▶ _Action item_:
Please give back, word for word, only the lines starting at the one containing "Where can the railing" and ending at the one containing "Where can the grass" within the material below.

################

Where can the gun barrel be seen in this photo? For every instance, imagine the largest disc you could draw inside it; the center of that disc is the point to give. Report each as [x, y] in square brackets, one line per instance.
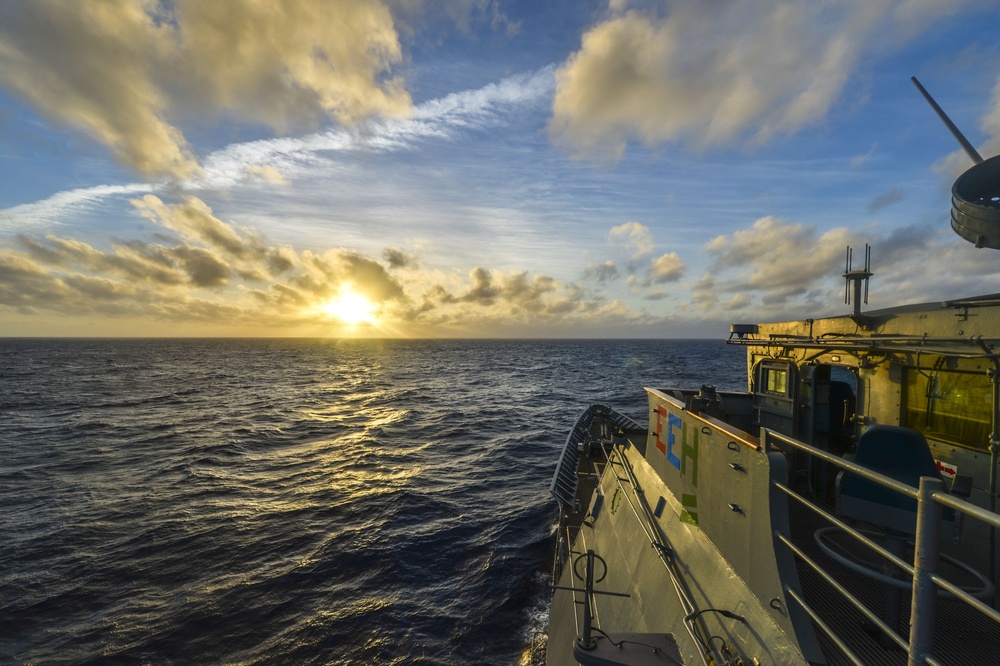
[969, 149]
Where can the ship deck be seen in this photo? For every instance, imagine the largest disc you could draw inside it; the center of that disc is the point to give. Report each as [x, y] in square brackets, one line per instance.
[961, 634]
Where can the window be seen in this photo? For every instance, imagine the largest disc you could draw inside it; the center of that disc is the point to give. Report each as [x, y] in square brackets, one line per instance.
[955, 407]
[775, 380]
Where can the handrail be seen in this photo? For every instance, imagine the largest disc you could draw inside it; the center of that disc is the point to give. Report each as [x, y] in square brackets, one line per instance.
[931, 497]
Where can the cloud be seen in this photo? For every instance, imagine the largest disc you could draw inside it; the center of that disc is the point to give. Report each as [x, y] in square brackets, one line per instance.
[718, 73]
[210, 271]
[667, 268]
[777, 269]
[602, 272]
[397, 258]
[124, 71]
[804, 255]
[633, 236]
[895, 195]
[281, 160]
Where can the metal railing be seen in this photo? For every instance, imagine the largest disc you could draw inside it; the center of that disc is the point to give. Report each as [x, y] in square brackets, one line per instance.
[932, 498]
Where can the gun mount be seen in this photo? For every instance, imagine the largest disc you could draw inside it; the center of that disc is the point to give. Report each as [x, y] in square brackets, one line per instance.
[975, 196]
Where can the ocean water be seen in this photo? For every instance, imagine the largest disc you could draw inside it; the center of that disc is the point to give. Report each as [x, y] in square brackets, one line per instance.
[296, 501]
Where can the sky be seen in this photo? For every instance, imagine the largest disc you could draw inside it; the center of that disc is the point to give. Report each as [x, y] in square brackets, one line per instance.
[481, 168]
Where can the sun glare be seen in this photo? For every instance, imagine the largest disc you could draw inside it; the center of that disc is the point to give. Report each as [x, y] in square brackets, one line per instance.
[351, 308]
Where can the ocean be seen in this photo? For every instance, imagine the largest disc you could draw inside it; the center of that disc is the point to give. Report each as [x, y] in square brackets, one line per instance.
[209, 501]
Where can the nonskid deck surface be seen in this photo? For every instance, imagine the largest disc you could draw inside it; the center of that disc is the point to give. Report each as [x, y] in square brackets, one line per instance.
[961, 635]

################

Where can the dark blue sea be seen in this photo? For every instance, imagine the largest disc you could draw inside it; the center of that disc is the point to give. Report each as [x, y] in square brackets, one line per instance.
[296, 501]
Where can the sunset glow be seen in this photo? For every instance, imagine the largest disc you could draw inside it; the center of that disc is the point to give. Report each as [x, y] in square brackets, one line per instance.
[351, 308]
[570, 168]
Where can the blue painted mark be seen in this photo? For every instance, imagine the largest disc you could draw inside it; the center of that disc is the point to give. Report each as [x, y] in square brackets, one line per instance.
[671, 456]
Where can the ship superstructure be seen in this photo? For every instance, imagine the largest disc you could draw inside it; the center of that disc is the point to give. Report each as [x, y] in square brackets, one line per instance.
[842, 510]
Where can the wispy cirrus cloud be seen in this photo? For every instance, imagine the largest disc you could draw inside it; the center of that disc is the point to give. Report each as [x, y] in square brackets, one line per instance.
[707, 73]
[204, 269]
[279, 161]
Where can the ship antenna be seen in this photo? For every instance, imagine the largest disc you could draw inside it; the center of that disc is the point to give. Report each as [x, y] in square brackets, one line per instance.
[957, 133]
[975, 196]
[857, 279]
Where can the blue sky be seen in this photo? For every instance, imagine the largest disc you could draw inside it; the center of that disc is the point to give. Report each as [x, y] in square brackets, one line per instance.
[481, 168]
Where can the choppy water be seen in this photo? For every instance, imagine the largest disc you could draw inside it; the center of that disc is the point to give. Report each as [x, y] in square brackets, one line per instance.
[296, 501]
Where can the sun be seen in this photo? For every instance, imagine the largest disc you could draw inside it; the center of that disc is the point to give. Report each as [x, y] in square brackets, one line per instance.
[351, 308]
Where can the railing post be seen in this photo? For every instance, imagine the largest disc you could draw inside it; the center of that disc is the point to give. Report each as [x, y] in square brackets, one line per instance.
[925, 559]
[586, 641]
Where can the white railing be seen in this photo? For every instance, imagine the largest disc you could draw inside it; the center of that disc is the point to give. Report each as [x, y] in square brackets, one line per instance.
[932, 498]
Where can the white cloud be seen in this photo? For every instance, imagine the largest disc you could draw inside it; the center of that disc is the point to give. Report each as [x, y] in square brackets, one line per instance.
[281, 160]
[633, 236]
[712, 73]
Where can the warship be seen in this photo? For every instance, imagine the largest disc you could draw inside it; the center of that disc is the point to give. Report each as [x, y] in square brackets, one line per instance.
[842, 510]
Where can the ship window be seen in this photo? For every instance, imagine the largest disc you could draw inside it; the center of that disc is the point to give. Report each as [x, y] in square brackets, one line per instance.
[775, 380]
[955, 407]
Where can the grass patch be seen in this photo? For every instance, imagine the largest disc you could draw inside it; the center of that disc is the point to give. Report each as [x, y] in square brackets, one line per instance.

################

▶ _Completed exercise_:
Where can the railing post be seen in this photo? For every instance, imagine the largest disc you could draw inside it; the center of that disc is the point to give. Report each as [x, y] in square brackets, one line per instance.
[925, 559]
[586, 641]
Where can the white railing be seen in this photo? For every instance, imagine the largest disc you could draw inside it; the center of that disc is the point to give. Report each as [x, y] in square brackets, one line per instance.
[932, 498]
Where can the white cloud be seen in this photo? For every instance, imagine the largest disc you could draw inside it; the center of that disc is the point to give. Report each as [x, y] in square brackets, one line per instance.
[281, 160]
[633, 236]
[712, 73]
Where can the warship be seen in this photo? For every instance, imagine the largest disc you could draw inside it; the center of that disc is the point to give. Report each as [x, y] in square brackets, one line per instance.
[842, 510]
Where can the ship window be seen in this photo? For every instance, imagine the largest disc you could draw inside it; the center of that disc is the point to give. Report each as [x, y] in square brackets, one line per instance.
[775, 380]
[955, 407]
Where can the grass patch be seen in this photo? For every instance, imagine the largest disc you could draw inside it; the center of that disc is the point to give. Report each as [x, y] in square brackets, one line per instance.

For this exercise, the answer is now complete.